▶ [Vorliegender Text]:
"""

Читать книгу Wirksam führen - Ärztinnen und Ärzte in Führung - Jörg Gottschalk - Страница 20
ОглавлениеStehen Sie vor einem Problem, lautet die Frage zunächst, wer außer Ihnen ein Interesse daran hat, zu einer Lösung beizutragen. Mangelnde Motivation bzw. mangelndes Interesse können durch ein Maß an Hierarchiemacht oder das Wecken von Gemeinsinn ausgeglichen, selten aber vollkommen ersetzt werden. Worin besteht also das gemeinsame Problem und wer wird von seiner Lösung profitieren? Was könnte dazu führen, dass die Beteiligten ihr Problem als ein gemeinsames empfinden?
Eine Geschäftsführung, die durchgreifende organisatorische Anpassungen von ihren Chefärzt_innen erwartet und als Grund dafür ein wirtschaftliches Problem anführt, das die Klinik in drei Jahren treffen könnte, wird in der Regel keine Energie für die gemeinsame Lösung wecken können. Menschen funktionieren kurzfristig, ein Problem in drei Jahren ist für sie zu weit weg. Ob diese Chefärzt_innen von der wirtschaftlichen Situation in drei Jahren überhaupt persönlich betroffen sein werden, lässt sich bezweifeln. Was für einen Geschäftsführer ein echtes Problem in der Gegenwart und in der Zukunft bedeutet, spielt für seine Mediziner_innen aktuell keine Rolle. Sein Problem ist nicht ihr Problem, deshalb muss seine Lösung auch nicht die ihrige sein. Für jede schwierige Aufgabe wird es eine Lösung geben, allerdings braucht es zur Lösungsfindung wirkliche Beteiligte und Betroffene.

"""

▶ [Auszüge der Einträge]:
"""

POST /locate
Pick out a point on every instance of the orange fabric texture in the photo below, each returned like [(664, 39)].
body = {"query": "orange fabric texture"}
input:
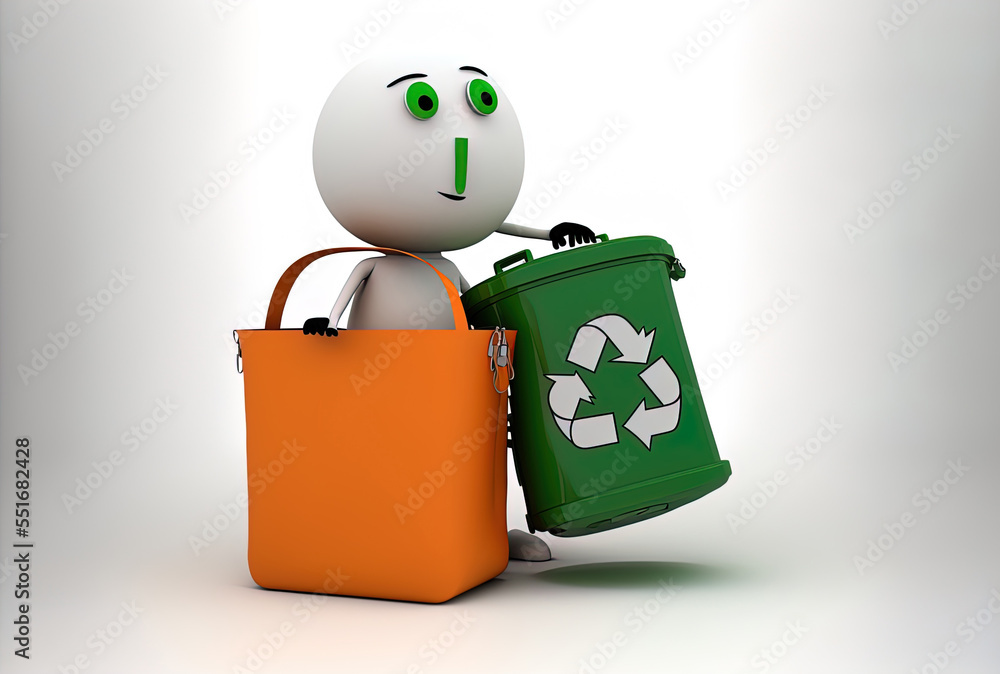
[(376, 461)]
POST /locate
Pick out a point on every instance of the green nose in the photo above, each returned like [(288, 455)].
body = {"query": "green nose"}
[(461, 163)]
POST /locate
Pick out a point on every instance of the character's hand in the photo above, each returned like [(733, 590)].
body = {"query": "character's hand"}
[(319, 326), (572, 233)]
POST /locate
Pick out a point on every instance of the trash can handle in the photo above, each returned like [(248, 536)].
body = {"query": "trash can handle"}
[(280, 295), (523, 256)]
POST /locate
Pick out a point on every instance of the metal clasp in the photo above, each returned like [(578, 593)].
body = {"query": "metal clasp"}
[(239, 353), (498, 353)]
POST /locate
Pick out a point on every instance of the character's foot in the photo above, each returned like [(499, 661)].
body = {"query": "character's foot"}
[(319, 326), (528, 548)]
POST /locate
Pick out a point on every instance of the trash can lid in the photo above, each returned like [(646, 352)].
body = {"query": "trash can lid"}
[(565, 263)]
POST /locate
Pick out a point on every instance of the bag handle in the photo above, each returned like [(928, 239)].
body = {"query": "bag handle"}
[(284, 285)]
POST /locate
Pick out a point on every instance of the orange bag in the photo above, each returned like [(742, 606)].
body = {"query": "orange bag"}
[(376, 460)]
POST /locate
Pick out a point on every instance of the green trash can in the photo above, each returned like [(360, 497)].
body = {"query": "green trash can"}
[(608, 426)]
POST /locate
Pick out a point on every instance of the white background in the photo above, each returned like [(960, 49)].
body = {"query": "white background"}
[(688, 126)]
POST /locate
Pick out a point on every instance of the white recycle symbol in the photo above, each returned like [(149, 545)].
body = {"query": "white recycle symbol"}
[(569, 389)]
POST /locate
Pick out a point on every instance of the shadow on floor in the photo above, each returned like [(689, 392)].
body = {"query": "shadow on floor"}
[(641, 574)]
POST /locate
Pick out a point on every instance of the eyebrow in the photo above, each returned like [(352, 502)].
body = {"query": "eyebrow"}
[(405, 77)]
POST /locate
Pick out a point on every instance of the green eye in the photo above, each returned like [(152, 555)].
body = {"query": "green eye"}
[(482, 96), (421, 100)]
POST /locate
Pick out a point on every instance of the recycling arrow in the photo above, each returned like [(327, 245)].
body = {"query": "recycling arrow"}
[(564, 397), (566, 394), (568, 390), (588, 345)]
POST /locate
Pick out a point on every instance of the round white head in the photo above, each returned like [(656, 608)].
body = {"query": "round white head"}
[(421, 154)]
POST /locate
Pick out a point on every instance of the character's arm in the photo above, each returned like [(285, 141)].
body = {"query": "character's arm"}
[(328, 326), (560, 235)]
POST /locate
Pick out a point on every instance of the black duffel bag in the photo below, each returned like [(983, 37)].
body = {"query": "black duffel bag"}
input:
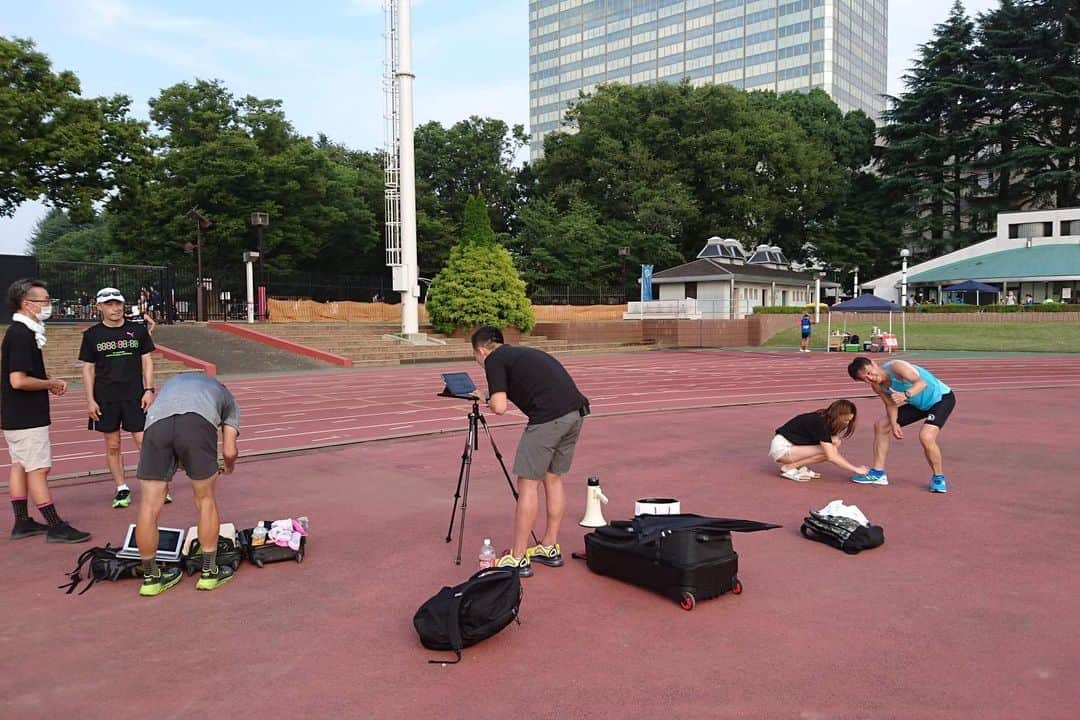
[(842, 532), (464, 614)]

"""

▶ [Ihre Aufgabe]: Wodurch lassen sich mangelnde Motivation bzw. mangelndes Interesse laut dem vorliegenden Text ausgleichen?

▶ [Erledigte Aufgabe]: Durch ein Maß an Hierarchiemacht oder das Wecken von Gemeinsinn.